[Task prompt] Copy, in full, each line of the material that holds the word "below".
= = =
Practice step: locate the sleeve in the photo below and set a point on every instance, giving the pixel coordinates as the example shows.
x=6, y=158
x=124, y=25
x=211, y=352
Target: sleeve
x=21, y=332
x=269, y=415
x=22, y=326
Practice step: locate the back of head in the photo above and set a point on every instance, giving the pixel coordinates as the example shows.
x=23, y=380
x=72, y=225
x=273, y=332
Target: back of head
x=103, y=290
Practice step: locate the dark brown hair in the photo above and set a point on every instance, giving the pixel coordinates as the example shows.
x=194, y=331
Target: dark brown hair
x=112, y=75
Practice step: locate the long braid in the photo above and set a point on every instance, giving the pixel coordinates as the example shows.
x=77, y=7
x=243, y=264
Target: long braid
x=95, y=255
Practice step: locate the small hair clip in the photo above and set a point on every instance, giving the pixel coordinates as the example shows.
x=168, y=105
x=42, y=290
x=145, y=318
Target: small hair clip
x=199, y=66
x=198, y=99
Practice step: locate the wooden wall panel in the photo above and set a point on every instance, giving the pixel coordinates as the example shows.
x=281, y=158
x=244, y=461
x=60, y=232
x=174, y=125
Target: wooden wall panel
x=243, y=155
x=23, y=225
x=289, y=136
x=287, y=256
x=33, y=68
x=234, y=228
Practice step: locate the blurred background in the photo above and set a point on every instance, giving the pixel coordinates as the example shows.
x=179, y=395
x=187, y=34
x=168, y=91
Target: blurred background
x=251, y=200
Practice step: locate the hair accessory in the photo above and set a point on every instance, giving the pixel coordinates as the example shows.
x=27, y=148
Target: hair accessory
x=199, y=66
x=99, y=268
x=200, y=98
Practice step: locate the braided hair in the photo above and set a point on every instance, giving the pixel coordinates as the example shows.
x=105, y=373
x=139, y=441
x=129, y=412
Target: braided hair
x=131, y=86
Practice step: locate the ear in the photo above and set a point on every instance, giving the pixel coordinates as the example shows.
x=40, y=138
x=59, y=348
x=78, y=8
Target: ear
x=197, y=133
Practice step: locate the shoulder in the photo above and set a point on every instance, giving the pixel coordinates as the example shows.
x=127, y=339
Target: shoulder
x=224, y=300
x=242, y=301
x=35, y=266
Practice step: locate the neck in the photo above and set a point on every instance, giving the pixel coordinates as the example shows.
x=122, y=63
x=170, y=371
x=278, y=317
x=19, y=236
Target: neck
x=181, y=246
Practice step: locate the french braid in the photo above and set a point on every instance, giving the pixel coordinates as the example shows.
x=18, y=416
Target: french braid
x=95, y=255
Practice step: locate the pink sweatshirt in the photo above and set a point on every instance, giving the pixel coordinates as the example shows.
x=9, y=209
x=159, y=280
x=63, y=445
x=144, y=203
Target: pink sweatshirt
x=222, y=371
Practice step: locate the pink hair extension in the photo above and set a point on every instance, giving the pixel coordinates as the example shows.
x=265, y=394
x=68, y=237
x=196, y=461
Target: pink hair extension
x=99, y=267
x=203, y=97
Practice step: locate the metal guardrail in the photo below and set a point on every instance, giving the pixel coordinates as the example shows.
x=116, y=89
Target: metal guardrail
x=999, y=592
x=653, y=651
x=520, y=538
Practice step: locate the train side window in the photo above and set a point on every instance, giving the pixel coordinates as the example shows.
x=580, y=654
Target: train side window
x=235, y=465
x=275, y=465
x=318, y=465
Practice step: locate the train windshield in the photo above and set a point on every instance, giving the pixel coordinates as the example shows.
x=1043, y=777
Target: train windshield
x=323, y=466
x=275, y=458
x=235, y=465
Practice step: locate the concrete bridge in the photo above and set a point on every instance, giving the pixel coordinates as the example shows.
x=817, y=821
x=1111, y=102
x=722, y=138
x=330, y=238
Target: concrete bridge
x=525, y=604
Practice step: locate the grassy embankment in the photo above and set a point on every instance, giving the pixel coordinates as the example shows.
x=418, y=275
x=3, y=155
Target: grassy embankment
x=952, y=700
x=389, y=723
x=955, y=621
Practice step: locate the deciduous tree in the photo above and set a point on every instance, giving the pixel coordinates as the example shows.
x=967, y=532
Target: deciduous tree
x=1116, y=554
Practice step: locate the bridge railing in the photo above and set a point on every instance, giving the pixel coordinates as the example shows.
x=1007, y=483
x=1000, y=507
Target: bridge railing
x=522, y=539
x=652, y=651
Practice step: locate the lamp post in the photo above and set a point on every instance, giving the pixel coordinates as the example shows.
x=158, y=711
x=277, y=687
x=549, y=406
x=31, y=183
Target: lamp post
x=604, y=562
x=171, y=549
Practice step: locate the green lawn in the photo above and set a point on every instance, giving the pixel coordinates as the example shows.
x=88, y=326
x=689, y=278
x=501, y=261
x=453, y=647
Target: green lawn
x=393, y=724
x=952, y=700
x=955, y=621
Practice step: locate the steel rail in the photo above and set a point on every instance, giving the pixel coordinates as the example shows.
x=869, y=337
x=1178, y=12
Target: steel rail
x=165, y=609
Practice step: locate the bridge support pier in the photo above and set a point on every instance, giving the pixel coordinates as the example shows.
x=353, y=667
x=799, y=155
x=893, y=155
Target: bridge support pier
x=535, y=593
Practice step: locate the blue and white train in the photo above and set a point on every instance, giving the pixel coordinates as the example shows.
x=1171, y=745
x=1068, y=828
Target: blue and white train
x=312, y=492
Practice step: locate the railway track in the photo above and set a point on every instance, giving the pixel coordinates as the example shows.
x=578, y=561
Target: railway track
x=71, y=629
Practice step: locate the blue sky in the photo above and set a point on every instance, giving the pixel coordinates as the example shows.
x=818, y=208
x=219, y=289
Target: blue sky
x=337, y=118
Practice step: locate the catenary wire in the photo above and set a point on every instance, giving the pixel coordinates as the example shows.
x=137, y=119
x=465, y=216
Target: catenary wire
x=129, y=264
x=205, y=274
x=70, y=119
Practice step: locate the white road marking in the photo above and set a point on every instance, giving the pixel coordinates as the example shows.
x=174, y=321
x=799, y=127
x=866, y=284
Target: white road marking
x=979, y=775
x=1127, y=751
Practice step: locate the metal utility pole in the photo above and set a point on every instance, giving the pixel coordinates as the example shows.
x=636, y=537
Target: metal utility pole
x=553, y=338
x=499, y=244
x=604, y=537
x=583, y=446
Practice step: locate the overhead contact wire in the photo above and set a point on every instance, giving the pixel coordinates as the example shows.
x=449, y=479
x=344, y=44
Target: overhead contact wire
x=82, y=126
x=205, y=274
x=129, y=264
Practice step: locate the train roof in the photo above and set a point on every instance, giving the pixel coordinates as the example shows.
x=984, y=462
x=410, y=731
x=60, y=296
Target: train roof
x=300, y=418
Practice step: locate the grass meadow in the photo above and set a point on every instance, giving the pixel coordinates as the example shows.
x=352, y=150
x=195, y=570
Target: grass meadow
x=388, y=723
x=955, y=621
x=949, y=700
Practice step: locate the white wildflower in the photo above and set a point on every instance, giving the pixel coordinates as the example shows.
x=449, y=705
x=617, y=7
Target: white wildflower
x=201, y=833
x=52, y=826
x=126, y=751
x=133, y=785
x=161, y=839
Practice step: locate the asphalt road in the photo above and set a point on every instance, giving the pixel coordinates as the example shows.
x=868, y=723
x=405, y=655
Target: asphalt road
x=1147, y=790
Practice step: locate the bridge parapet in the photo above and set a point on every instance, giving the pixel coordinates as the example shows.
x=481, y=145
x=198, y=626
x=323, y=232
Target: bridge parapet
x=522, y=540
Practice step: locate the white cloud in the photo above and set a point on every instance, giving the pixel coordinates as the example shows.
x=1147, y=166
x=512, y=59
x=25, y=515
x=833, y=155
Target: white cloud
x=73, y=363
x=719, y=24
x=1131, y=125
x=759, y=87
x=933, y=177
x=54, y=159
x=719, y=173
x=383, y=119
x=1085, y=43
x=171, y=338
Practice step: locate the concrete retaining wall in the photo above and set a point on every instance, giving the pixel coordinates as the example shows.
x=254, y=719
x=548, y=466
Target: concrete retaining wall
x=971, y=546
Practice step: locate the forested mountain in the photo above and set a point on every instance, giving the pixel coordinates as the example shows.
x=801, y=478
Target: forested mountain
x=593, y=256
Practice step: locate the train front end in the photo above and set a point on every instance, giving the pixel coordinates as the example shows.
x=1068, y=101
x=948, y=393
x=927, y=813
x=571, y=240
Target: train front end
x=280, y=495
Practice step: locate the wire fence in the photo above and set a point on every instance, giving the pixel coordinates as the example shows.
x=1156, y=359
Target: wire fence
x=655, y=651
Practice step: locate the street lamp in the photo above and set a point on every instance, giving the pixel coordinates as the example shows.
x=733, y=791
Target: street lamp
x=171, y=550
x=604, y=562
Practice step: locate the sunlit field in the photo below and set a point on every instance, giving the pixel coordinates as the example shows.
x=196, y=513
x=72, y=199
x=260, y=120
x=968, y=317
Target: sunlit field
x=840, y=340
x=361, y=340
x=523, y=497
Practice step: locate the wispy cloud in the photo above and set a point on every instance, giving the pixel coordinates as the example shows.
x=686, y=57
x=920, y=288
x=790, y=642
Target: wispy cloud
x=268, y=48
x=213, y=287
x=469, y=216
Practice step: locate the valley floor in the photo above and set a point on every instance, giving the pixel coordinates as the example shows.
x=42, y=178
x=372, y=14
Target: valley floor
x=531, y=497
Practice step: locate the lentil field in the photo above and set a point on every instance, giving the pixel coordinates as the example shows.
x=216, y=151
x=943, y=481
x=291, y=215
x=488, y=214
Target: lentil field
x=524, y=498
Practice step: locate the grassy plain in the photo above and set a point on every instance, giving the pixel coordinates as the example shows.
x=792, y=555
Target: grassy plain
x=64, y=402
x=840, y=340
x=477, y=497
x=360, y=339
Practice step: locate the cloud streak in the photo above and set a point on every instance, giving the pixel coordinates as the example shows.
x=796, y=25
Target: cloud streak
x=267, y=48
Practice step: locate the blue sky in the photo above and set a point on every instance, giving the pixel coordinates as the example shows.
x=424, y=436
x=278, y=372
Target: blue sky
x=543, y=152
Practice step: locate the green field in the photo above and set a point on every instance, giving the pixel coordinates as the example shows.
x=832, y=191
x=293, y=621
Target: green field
= = =
[Solution to the exercise]
Practice step: locate the sleeve in the photo below and set a point on every instance, giving the pixel coordinates as the example shows.
Practice step: locate the metal guardrail in the photo below and set a point on every instance, giving the pixel coordinates as the example shows.
Practice step: locate the sunlit field in the photo below and set a point on every instance, giving the pixel coordinates as the example shows.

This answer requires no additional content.